WORK TO DO
Below are records; reproduce exactly the lines from the one containing "Each instance of the door panel" through the end, both included, and only those.
-*-*-
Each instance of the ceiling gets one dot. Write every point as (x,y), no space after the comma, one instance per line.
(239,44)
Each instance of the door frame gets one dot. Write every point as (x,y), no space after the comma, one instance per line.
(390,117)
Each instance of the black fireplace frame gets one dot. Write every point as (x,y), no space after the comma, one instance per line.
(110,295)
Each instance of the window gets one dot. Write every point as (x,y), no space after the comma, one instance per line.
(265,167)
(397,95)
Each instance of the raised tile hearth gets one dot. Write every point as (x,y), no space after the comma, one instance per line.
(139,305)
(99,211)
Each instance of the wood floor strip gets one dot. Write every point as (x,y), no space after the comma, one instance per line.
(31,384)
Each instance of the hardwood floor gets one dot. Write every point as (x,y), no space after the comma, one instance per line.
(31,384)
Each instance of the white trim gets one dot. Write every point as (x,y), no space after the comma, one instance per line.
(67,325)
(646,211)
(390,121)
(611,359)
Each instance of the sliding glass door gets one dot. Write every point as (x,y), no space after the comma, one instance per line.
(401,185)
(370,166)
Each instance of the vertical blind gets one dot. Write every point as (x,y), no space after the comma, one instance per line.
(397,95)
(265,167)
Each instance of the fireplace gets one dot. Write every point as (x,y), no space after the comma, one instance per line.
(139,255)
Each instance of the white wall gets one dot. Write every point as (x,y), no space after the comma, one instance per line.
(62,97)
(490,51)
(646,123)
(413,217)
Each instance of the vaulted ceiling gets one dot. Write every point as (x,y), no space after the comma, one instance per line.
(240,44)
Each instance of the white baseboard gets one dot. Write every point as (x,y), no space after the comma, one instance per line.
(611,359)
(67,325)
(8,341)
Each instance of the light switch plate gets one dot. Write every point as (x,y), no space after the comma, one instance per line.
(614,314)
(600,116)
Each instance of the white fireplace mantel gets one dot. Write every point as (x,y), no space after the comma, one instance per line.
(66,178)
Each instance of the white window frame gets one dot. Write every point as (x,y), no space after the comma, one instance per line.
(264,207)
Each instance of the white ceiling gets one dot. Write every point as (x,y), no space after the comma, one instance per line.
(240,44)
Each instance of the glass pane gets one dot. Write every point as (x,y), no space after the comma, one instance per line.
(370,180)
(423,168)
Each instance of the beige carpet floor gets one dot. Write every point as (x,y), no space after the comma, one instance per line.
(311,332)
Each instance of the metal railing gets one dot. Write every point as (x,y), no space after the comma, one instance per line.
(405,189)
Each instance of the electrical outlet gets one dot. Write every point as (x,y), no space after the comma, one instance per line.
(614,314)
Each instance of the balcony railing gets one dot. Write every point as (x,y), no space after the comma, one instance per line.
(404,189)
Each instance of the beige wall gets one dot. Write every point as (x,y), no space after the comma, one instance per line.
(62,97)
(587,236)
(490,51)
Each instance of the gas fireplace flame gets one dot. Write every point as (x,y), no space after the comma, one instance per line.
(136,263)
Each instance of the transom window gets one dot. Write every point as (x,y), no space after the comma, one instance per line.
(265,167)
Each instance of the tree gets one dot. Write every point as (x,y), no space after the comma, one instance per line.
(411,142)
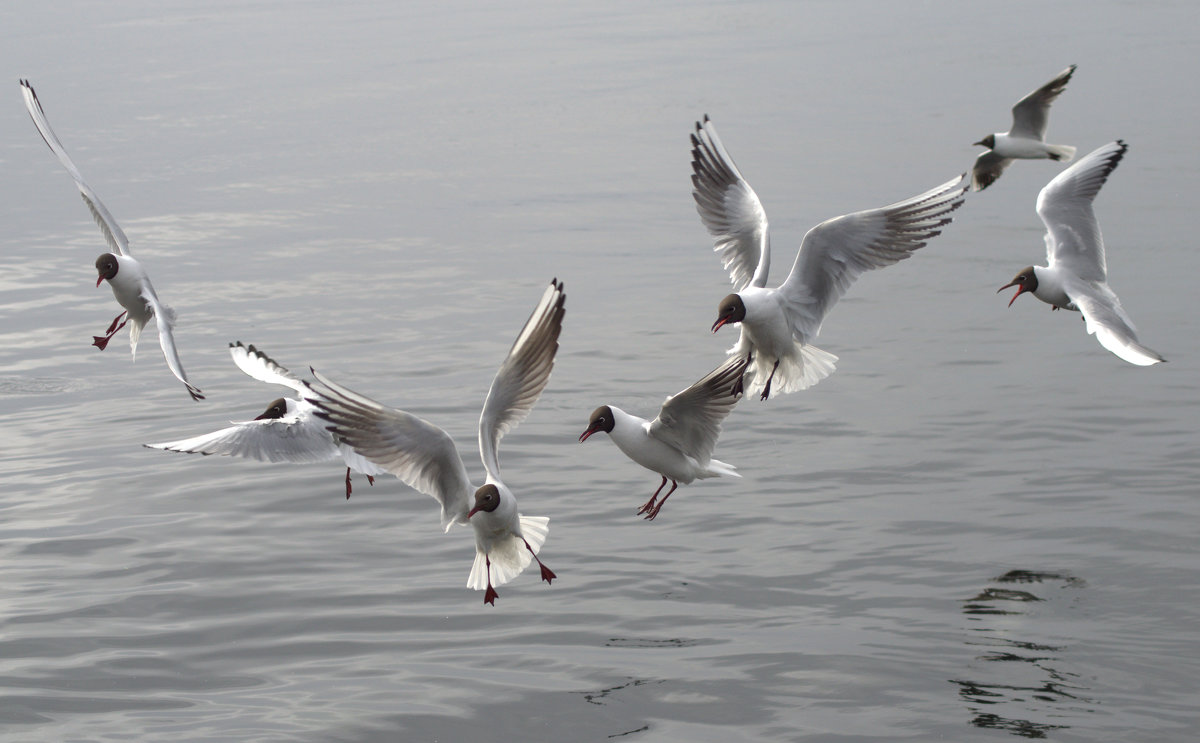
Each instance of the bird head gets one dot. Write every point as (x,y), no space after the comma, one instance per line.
(1025,281)
(601,420)
(106,265)
(731,310)
(279,408)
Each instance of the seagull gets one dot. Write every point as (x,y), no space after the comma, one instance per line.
(288,431)
(779,324)
(1077,276)
(678,444)
(1027,137)
(130,283)
(424,456)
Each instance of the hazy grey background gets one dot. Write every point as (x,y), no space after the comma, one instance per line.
(382,191)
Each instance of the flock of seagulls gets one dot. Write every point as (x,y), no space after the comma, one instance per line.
(327,421)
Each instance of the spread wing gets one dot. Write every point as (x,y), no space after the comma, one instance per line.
(835,252)
(522,376)
(298,437)
(1108,321)
(417,451)
(1073,235)
(1032,113)
(730,210)
(261,366)
(165,317)
(113,233)
(691,420)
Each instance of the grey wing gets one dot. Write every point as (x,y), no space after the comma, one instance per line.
(1032,113)
(691,420)
(1073,234)
(297,438)
(165,318)
(261,366)
(420,454)
(835,252)
(988,168)
(113,233)
(1108,321)
(522,376)
(730,210)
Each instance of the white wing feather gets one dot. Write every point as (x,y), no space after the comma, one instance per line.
(1031,114)
(420,454)
(838,251)
(691,419)
(730,210)
(113,233)
(522,376)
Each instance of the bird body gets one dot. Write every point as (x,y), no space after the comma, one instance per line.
(678,443)
(1026,138)
(425,457)
(130,283)
(1075,275)
(633,436)
(779,324)
(288,431)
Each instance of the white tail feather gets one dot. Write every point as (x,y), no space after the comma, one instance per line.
(509,556)
(718,468)
(135,334)
(796,371)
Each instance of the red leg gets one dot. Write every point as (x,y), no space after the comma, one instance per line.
(546,573)
(649,504)
(101,341)
(490,595)
(766,390)
(658,508)
(739,383)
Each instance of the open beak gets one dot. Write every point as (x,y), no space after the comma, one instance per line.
(1020,289)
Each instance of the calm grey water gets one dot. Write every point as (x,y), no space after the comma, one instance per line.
(982,526)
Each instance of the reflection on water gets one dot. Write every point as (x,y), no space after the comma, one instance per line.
(1032,681)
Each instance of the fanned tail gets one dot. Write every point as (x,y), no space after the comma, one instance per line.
(796,372)
(534,528)
(718,468)
(509,556)
(135,335)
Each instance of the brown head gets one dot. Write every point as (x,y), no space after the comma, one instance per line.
(601,420)
(1025,281)
(487,498)
(279,408)
(731,310)
(106,265)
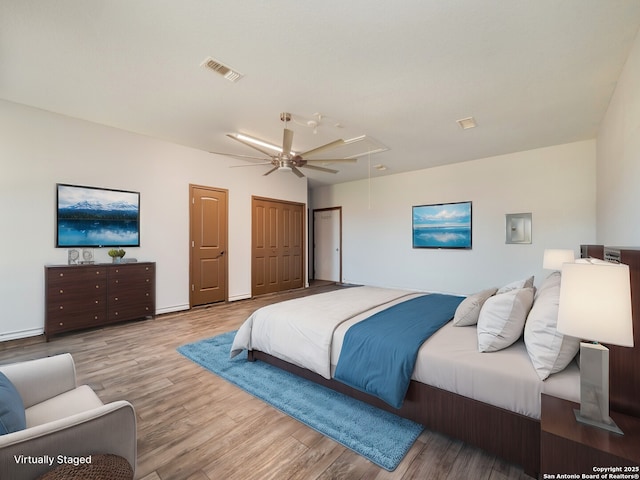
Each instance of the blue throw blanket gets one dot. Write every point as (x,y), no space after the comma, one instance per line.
(378,354)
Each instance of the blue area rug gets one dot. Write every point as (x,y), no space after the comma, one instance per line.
(380,436)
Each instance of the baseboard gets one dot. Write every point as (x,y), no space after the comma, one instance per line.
(32,332)
(243,296)
(172,309)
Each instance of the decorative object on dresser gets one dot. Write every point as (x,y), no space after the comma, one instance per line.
(85,296)
(595,304)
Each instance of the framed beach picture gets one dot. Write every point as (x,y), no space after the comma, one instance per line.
(442,225)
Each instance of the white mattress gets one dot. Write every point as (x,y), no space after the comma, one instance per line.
(450,360)
(309,332)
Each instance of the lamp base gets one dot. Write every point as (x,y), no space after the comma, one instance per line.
(594,388)
(611,427)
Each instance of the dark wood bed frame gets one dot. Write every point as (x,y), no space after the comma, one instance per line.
(511,436)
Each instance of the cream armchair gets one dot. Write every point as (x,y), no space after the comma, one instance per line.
(63,420)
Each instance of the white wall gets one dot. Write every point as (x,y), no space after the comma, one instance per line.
(618,161)
(39,149)
(556,184)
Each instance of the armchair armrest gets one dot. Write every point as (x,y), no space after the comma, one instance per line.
(110,428)
(41,379)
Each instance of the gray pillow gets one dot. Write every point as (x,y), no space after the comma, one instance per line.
(468,311)
(12,417)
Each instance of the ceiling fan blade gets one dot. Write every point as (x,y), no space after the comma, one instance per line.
(244,157)
(332,160)
(297,172)
(335,143)
(287,141)
(249,145)
(251,165)
(322,169)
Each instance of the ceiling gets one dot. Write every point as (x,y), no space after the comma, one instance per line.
(532,73)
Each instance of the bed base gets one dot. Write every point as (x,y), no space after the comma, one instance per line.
(511,436)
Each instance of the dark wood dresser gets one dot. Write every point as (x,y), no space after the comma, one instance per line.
(83,296)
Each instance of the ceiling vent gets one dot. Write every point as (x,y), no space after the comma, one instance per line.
(221,69)
(466,123)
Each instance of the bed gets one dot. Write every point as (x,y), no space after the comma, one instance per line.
(488,398)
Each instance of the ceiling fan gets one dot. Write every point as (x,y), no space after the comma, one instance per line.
(285,159)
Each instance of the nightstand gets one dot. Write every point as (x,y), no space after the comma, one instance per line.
(568,447)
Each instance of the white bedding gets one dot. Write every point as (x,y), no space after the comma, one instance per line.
(309,331)
(300,331)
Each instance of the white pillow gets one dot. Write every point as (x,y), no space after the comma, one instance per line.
(502,318)
(468,311)
(549,350)
(524,283)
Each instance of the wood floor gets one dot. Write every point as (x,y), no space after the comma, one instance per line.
(193,425)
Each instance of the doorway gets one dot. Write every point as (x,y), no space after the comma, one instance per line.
(277,249)
(208,228)
(327,244)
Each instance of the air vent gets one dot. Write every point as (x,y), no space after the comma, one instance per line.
(466,123)
(221,69)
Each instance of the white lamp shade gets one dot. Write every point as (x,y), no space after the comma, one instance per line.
(595,303)
(554,258)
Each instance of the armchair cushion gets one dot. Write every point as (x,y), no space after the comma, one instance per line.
(74,401)
(12,414)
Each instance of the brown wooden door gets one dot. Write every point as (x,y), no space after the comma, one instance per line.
(209,255)
(277,246)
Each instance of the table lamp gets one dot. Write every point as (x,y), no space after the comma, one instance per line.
(554,258)
(595,305)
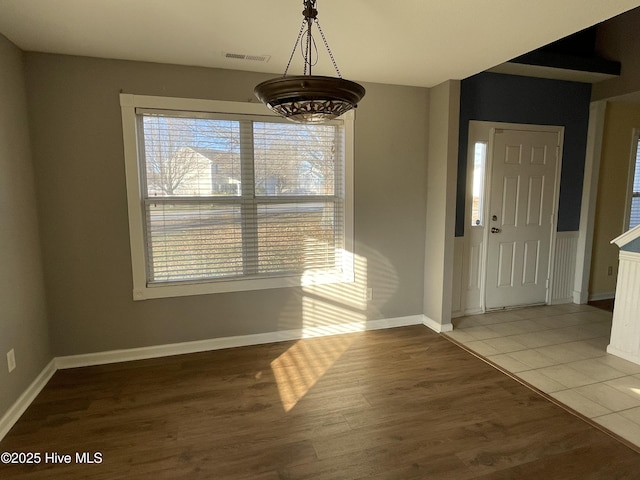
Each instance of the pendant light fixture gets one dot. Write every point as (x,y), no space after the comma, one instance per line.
(309,98)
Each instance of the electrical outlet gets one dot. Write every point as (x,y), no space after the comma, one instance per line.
(11,360)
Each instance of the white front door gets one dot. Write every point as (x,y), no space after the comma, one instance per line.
(520,216)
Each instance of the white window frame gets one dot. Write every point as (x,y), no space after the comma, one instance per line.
(135,194)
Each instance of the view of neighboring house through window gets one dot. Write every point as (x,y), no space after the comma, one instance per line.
(634,185)
(226,198)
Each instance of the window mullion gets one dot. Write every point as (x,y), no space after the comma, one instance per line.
(249,206)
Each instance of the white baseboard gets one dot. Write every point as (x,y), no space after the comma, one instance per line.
(561,301)
(602,296)
(12,415)
(114,356)
(436,326)
(624,355)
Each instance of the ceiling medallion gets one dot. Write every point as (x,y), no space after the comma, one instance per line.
(310,98)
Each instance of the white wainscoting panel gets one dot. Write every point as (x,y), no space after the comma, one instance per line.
(564,268)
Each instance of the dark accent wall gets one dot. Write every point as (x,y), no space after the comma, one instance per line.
(514,99)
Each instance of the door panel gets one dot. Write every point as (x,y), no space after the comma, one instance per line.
(522,184)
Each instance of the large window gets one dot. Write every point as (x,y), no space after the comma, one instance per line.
(225,197)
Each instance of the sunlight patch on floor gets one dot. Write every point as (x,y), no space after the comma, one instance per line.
(299,368)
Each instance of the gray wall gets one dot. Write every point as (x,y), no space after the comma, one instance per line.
(514,99)
(23,319)
(78,156)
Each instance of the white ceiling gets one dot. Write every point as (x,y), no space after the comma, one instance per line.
-*-*-
EXPECTED ANSWER
Each instance of the door panel gets one dot. Write every point as (x,y), no space after the comma, one instance per line.
(522,184)
Each instance of the large window gets one dot. Write every point as (x,y), no space after the comma, one instance per line.
(225,197)
Each instance of the sunlight patch on floor gets one dot. Write every point as (x,y), no space after the comma, one instance per line.
(299,368)
Each instance of the gray wall gets one dot. Write every point as (x,y), no space after the comma, one instance per line.
(514,99)
(23,319)
(78,156)
Each instance of the white ceiling gets one dot. Write every point as (x,y), no space after the comma, one instance per line.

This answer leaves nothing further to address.